◆ Assignment:
Scan the records below for the word "apple" and give only the number of lines that hold it.

Referring expression data
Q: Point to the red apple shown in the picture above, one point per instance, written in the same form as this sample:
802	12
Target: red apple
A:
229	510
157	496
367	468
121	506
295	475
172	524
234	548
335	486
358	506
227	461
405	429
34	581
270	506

◆ Written response:
2